[Document section]
BEGIN
[racktables-users] RackTables + Nagios + Bacula (was: How to handle virtual machines)

  • From: Frank Altpeter <frank-racktables@xxxxxxxxxxx>
  • To: racktables-users@xxxxxxxxxxxxx
  • Date: Thu, 5 Feb 2009 18:46:29 +0100

Hi there,

Since there were some questions about how I combined RackTables with
nagios and bacula, here's a little bit from my efforts in doing this.
Needs to mention that it's customized to our internal structure and cannot 
be taken over into another environment without prior modification :)


- check_back.pl
this is a little script, added as nagios service check, which checks the
local nagios configuration for hosts and looks into the mysql table(s) of
one or more systems (bacula and racktables in my case) if they match any
nagios host. Any host found, that is not found in nagios config, is
reported, so the IT can see if new systems are recorded at racktables DB
and configured to be backed up.

- check_bacula_clientstatus.pl
This is a nagios check that queries the bacula database for the last
backup made and gives warning and/or critical alarm if the backup is over
due or failed. It sets a link in the description field which leads
directly to the report page of the bacula-webconsole (bweb).

- check_racktable.pl
This is my check to see if the monitored system is correctly entered at
the racktables system. It checks the presence of the object, and queries
the information of it, so it can show within nagios where the object is
located (e.g. rack location, switch port, uplink switch name, power
connection, etc.). So, if a system goes red, you can directly see where to
look if you need to go to the machine console. Of course it also defines a
link in the description field to direcly jump to the corresponding
racktables asset entry.

- generate_configparts.pl
My first creation of auto-generating nagios configuration parts based on
mysql database queries. This project is quite new and this is the first
attempt, but more will follow since I find that interesting :)
This script can - based on an array of database configurations - create
configuration parts for nagios which then can be used in servicechecks.
It more or less just creates hostgroups with n members in it, based on
sql queries. My current implementation asks bacula for all configured
clients and puts them in a hostgroup backuphosts, which is used in the
servicechecks bacula_clientstatus and bacula_fd to ensure that all
bacula clients are monitored. So I can throw away the mail functions on
bacula. The second array is fetching hosts (object names) from racktables
db which have a custom field set. This field is named "Service" which
means these are hosts for which we are managing software updates. So, when
I set the "Service" field for a specific host to "Premium Updates" (which
is in sales speak "we cover software updates within 24 hours after
announcement), nagios will automatically put this host in a specific
check, which goes via nrpe to the host and queries the available updates
(via zypper, portsnap, apt-get, etc.). This could of course easily
expanded to n queries to build a complex auto-generated nagios config
based on n custom fields from racktables db. Oh, and don't forget that
this needs a "cfg_dir=/etc/nagios/config" in nagios.cfg to work :)
END
[Exercises]
**A.** Will you output the passage of the RackTables post from "- check_racktable.pl" to "racktables asset entry." word for word?
**B.** Which scripts does the RackTables post describe? List each by its file name.

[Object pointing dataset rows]
BEGIN
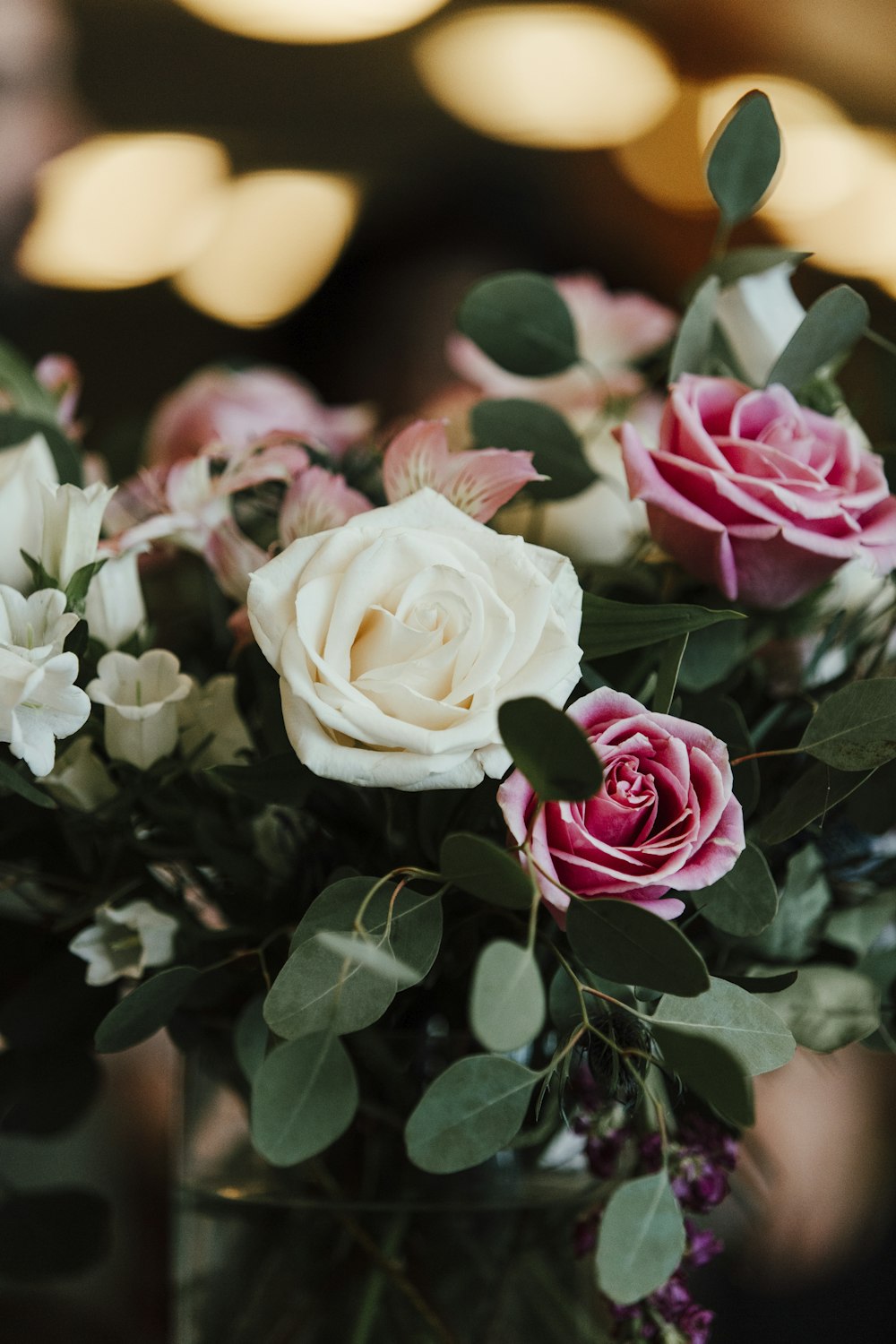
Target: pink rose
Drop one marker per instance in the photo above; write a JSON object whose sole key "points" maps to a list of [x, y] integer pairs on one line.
{"points": [[758, 495], [664, 820], [241, 406]]}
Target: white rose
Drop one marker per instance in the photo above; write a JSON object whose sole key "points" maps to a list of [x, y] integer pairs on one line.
{"points": [[398, 636], [21, 519]]}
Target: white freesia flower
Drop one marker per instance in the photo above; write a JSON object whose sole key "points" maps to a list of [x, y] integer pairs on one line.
{"points": [[34, 626], [115, 609], [80, 779], [400, 634], [210, 715], [759, 314], [142, 699], [125, 940], [22, 472], [72, 521], [39, 703]]}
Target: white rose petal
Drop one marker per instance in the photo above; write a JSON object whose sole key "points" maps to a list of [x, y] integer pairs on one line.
{"points": [[400, 634]]}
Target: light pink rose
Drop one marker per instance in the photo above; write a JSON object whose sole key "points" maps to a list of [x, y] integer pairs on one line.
{"points": [[664, 820], [758, 495], [613, 331], [242, 406]]}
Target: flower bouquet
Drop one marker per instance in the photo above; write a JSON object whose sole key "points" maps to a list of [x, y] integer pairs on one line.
{"points": [[479, 882]]}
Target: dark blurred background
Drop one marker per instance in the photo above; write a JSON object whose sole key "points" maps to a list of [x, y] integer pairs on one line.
{"points": [[438, 152]]}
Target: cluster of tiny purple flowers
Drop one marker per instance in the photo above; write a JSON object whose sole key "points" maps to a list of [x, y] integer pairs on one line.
{"points": [[699, 1161]]}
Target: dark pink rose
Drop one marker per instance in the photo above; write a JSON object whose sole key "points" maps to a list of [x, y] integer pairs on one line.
{"points": [[755, 494], [665, 819], [242, 406]]}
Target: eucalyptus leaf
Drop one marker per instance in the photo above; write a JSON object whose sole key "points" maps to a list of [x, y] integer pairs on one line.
{"points": [[538, 429], [810, 797], [145, 1010], [829, 1007], [711, 1072], [304, 1097], [855, 728], [469, 1113], [621, 941], [739, 1021], [831, 327], [520, 322], [694, 341], [745, 158], [506, 997], [549, 749], [641, 1239], [482, 870], [745, 900], [610, 628]]}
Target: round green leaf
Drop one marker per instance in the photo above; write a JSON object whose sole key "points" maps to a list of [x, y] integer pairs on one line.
{"points": [[624, 943], [479, 868], [642, 1239], [737, 1021], [745, 900], [145, 1010], [304, 1097], [520, 322], [506, 999], [469, 1113], [551, 750]]}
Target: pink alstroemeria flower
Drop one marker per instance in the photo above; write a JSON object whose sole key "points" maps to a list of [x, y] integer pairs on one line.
{"points": [[316, 502], [613, 331], [478, 481]]}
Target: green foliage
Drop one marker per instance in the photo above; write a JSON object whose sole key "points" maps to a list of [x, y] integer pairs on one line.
{"points": [[304, 1097], [479, 868], [621, 941], [520, 322], [829, 1007], [855, 728], [322, 986], [145, 1010], [608, 626], [469, 1113], [737, 1021], [694, 341], [506, 999], [549, 749], [831, 327], [641, 1241], [708, 1069], [46, 1233], [538, 429], [745, 900], [745, 158]]}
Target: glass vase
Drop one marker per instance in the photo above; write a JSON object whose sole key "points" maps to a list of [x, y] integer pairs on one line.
{"points": [[360, 1247]]}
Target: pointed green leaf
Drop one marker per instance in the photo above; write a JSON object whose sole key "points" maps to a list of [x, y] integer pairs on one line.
{"points": [[610, 628], [621, 941], [745, 158], [641, 1241], [304, 1097], [520, 322], [506, 1000], [855, 728], [145, 1010], [694, 333], [538, 429], [831, 327], [479, 868], [469, 1113], [745, 900], [739, 1021], [549, 749]]}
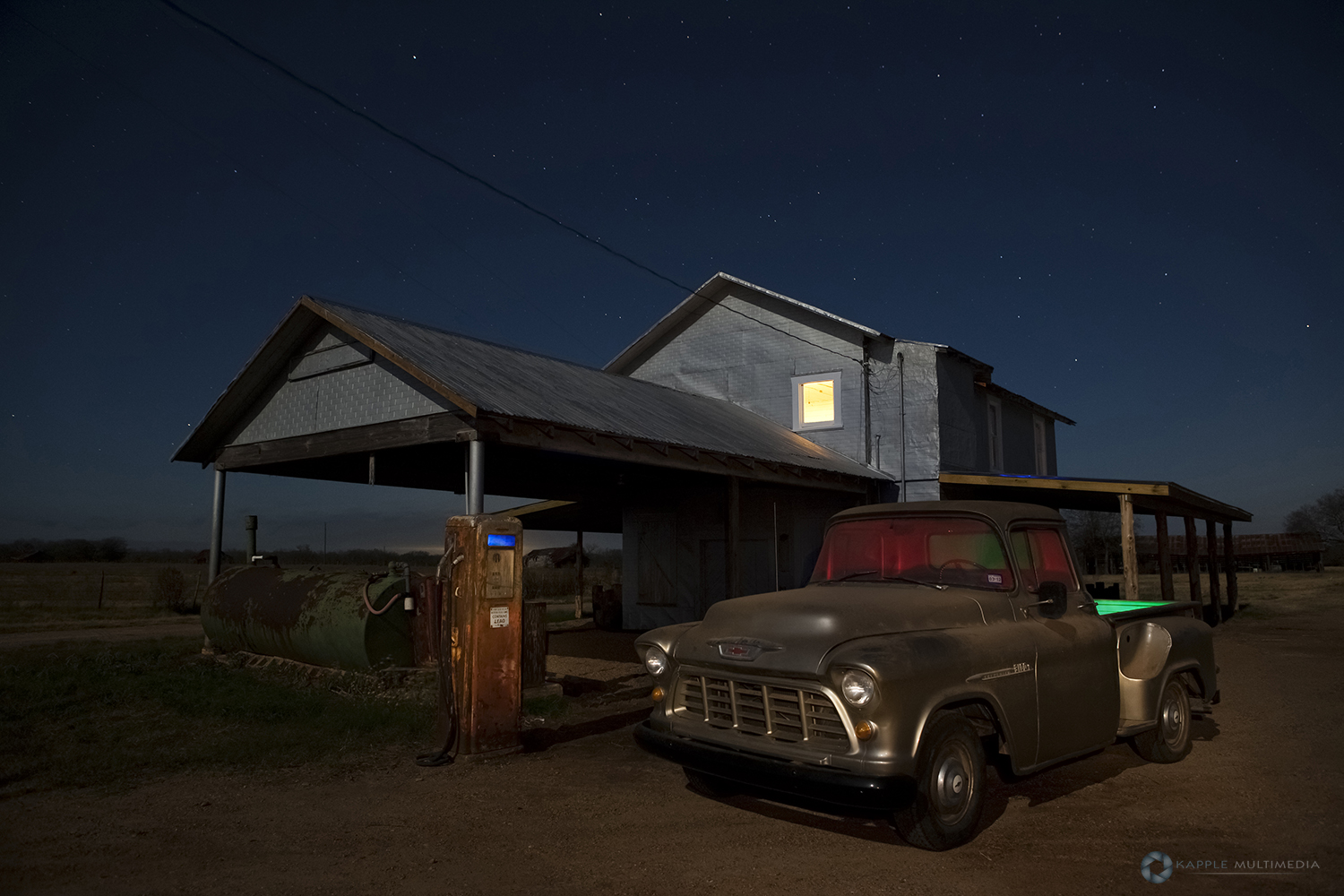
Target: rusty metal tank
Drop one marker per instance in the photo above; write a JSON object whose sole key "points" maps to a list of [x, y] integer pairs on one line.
{"points": [[339, 619]]}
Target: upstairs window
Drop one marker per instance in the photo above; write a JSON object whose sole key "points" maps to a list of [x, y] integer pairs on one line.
{"points": [[994, 424], [816, 402], [1038, 430]]}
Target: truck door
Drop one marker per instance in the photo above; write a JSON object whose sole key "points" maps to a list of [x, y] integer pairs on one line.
{"points": [[1077, 680]]}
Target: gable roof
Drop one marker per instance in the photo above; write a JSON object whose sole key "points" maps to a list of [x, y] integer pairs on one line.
{"points": [[484, 378], [704, 296], [709, 295]]}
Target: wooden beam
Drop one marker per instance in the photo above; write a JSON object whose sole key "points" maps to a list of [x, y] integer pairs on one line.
{"points": [[1164, 557], [1126, 547], [1061, 485], [628, 450], [1193, 559], [731, 533], [357, 440], [1214, 586]]}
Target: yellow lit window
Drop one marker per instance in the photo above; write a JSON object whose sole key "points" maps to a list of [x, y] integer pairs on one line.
{"points": [[819, 402], [816, 401]]}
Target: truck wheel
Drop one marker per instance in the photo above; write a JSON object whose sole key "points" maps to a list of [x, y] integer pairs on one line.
{"points": [[1169, 740], [709, 785], [949, 783]]}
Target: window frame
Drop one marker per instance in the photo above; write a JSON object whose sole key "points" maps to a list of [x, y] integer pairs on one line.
{"points": [[1040, 445], [798, 426], [995, 435]]}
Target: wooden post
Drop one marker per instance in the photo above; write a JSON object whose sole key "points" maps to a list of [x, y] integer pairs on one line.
{"points": [[1126, 546], [535, 642], [1214, 587], [217, 525], [578, 575], [1164, 557], [1193, 559], [731, 536]]}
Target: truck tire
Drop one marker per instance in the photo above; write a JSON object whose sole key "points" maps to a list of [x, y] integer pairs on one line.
{"points": [[709, 785], [1169, 740], [949, 786]]}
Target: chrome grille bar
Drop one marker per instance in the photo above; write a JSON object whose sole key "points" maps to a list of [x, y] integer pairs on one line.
{"points": [[780, 712]]}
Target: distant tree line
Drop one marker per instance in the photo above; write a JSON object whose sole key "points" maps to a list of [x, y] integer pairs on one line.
{"points": [[1096, 540], [1322, 517], [66, 551], [116, 551]]}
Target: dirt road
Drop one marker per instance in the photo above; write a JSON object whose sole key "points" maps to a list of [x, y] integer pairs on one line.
{"points": [[597, 815]]}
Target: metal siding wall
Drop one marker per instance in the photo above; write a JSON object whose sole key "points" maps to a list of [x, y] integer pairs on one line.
{"points": [[922, 437], [354, 397], [728, 357], [957, 430], [701, 533], [1019, 440]]}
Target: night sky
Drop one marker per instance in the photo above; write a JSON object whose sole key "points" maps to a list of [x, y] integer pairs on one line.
{"points": [[1132, 211]]}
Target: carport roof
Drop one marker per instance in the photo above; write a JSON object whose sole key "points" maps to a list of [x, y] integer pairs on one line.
{"points": [[487, 379], [1077, 493]]}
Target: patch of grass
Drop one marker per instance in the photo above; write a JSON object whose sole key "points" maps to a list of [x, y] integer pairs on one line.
{"points": [[83, 715], [550, 707]]}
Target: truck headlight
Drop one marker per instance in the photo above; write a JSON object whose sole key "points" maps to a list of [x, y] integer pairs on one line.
{"points": [[655, 661], [857, 686]]}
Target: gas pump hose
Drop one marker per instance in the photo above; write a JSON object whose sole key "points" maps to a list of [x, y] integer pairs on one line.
{"points": [[446, 699]]}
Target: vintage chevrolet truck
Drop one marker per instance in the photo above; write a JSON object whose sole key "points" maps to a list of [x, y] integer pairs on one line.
{"points": [[929, 635]]}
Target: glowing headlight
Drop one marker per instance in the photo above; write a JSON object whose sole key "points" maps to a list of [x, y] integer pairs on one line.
{"points": [[857, 686], [655, 661]]}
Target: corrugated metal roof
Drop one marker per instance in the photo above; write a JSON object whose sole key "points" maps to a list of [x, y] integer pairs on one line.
{"points": [[488, 378]]}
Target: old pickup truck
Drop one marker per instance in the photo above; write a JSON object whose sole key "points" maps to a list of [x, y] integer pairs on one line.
{"points": [[930, 635]]}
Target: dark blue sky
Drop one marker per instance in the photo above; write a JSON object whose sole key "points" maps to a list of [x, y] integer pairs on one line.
{"points": [[1132, 211]]}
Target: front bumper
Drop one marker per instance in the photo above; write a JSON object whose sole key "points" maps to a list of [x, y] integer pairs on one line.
{"points": [[833, 786]]}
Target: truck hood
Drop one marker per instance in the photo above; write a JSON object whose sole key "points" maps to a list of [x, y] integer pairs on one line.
{"points": [[792, 632]]}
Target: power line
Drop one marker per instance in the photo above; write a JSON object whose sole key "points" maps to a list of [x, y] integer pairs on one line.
{"points": [[475, 177], [395, 198], [231, 159]]}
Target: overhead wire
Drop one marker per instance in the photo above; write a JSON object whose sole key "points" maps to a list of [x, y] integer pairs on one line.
{"points": [[392, 194], [233, 160], [414, 144]]}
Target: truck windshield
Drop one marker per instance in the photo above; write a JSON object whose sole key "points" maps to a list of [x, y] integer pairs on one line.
{"points": [[932, 549]]}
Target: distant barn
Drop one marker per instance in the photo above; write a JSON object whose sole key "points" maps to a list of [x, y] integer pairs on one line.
{"points": [[1253, 552]]}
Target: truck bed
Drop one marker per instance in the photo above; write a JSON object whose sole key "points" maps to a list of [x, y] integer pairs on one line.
{"points": [[1126, 610]]}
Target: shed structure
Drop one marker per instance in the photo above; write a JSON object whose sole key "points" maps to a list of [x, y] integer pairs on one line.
{"points": [[718, 444]]}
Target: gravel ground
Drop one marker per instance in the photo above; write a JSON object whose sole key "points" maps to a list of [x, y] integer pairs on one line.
{"points": [[594, 814]]}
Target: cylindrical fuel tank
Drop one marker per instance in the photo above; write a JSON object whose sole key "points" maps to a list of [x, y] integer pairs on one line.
{"points": [[314, 616]]}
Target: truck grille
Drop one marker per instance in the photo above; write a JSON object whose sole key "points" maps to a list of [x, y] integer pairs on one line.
{"points": [[780, 712]]}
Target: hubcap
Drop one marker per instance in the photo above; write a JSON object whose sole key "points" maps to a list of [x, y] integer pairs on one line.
{"points": [[952, 786], [1172, 721]]}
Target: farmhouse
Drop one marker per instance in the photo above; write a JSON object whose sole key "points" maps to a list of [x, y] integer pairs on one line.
{"points": [[718, 444]]}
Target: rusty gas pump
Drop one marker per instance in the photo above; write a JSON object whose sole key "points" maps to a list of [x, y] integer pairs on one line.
{"points": [[481, 637]]}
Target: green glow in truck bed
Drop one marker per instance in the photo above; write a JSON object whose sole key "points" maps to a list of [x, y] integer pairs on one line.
{"points": [[1107, 607]]}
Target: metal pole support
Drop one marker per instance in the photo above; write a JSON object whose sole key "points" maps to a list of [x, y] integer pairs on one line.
{"points": [[475, 477], [217, 528]]}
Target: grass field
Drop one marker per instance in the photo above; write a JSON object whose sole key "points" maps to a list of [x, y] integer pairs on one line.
{"points": [[88, 713], [82, 715]]}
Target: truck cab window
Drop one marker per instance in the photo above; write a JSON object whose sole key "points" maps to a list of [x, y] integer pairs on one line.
{"points": [[933, 549], [1042, 556]]}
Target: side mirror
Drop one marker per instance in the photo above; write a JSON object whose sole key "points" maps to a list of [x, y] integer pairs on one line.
{"points": [[1054, 599]]}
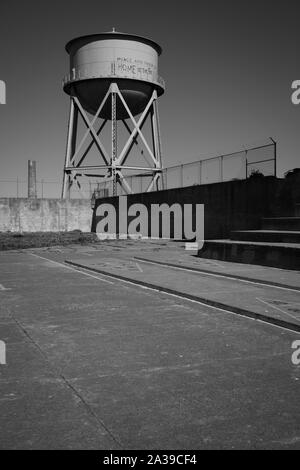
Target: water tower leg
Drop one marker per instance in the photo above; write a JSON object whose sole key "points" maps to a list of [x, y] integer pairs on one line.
{"points": [[71, 143], [157, 139], [114, 139]]}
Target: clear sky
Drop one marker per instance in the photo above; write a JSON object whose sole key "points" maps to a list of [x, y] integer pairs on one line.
{"points": [[228, 66]]}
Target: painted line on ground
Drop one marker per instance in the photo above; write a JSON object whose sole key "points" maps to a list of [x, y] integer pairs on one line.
{"points": [[72, 269], [223, 275], [4, 288], [283, 324], [277, 308]]}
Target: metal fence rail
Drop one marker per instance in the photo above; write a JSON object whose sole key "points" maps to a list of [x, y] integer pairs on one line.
{"points": [[237, 165]]}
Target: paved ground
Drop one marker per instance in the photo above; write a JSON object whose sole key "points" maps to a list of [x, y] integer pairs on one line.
{"points": [[97, 363]]}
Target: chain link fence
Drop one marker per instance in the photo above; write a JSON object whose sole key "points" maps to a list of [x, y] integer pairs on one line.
{"points": [[234, 166]]}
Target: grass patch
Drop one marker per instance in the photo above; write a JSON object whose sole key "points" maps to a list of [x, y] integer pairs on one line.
{"points": [[17, 241]]}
END
[Solutions by task]
**A.**
- check_racktable.pl
This is my check to see if the monitored system is correctly entered at
the racktables system. It checks the presence of the object, and queries
the information of it, so it can show within nagios where the object is
located (e.g. rack location, switch port, uplink switch name, power
connection, etc.). So, if a system goes red, you can directly see where to
look if you need to go to the machine console. Of course it also defines a
link in the description field to direcly jump to the corresponding
racktables asset entry.

**B.**
check_back.pl
check_bacula_clientstatus.pl
check_racktable.pl
generate_configparts.pl